### SHORT EXERCISE A
From the microcontroller timer excerpt below, pull out the passage from "3 pin slide" up to and including "your microcontroller project." and reproduce it word for word.

### SELECTED EXCERPT

4x4 Keypad with Adhesive Backing

USB AVR programmer

USB AVR Programmer

3 pin slide switch

SPDT Slide Switch 3 pin 30V

Handheld auto range multimeter

Handheld Auto Ranging Digital Multimeter

Skip Navigation Links

Microcontroller - A Beginners Guide - Basic and Default Usage of a Timer and Counter and The Microcontroller Clock

Timers and counters are so important that you will find many examples throughout this tutorial series. As the name implies, timers can tell the time and count. Counting and timing allows for some really cool things, like controlling the brightness of LEDs, controlling the angle of servo shafts, receiving sensor data that transmit in PWM (Pulse Width Modulation - more on that in another tuorial), making a timer (like on the stove), or just simply adding a time variable to your microcontroller project.

### SHORT EXERCISE B
Filter the records below, keeping only those lines that contain the string "dark", and copy each kept line unchanged. Matching is case-sensitive.

[Location labeling records]
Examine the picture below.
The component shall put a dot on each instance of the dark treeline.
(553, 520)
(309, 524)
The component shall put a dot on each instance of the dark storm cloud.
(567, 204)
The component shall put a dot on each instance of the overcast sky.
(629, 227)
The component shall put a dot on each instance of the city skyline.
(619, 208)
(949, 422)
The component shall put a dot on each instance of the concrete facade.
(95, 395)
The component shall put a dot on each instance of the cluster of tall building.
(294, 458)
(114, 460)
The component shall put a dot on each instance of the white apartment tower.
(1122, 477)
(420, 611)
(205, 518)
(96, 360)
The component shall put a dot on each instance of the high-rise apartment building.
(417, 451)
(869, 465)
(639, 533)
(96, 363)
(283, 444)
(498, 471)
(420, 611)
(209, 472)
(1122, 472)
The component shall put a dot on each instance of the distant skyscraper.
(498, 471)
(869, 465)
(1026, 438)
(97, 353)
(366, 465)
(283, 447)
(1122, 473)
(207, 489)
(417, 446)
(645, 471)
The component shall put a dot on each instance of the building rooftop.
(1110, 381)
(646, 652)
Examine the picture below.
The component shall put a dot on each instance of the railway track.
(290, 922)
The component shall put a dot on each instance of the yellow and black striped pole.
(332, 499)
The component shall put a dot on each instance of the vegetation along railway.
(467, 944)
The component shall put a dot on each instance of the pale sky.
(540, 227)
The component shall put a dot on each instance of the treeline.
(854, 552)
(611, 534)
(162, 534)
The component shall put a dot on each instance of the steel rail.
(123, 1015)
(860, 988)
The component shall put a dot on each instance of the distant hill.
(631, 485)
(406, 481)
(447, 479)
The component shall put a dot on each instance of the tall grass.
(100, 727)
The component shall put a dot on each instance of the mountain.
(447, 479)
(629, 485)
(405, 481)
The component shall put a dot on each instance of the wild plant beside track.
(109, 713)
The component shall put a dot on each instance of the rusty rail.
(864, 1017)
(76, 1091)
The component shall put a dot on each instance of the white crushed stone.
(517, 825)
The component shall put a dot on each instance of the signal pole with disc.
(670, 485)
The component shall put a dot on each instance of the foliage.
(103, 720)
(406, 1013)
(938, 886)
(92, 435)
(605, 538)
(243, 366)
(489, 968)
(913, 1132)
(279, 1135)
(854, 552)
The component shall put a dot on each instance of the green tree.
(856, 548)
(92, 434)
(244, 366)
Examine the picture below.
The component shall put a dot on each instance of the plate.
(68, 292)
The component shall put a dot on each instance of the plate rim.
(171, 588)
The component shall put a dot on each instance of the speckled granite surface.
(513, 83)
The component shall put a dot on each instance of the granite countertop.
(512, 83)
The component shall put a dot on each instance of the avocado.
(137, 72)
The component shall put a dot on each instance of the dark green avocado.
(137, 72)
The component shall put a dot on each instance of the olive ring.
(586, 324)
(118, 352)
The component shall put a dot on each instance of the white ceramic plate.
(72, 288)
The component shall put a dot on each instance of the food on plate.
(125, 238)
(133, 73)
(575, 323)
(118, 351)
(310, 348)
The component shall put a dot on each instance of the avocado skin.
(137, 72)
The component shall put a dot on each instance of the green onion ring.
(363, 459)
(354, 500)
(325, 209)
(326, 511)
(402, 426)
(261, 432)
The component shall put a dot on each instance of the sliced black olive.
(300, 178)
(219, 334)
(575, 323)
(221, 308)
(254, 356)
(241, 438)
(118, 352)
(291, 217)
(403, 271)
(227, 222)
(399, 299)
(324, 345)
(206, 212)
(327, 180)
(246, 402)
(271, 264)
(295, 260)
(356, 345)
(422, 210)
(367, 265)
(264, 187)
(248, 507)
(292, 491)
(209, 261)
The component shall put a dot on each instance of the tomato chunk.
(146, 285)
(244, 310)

### OUTPUT A
3 pin slide switch

SPDT Slide Switch 3 pin 30V

Handheld auto range multimeter

Handheld Auto Ranging Digital Multimeter

Skip Navigation Links

Microcontroller - A Beginners Guide - Basic and Default Usage of a Timer and Counter and The Microcontroller Clock

Timers and counters are so important that you will find many examples throughout this tutorial series. As the name implies, timers can tell the time and count. Counting and timing allows for some really cool things, like controlling the brightness of LEDs, controlling the angle of servo shafts, receiving sensor data that transmit in PWM (Pulse Width Modulation - more on that in another tuorial), making a timer (like on the stove), or just simply adding a time variable to your microcontroller project.

### OUTPUT B
The component shall put a dot on each instance of the dark treeline.
The component shall put a dot on each instance of the dark storm cloud.
The component shall put a dot on each instance of the dark green avocado.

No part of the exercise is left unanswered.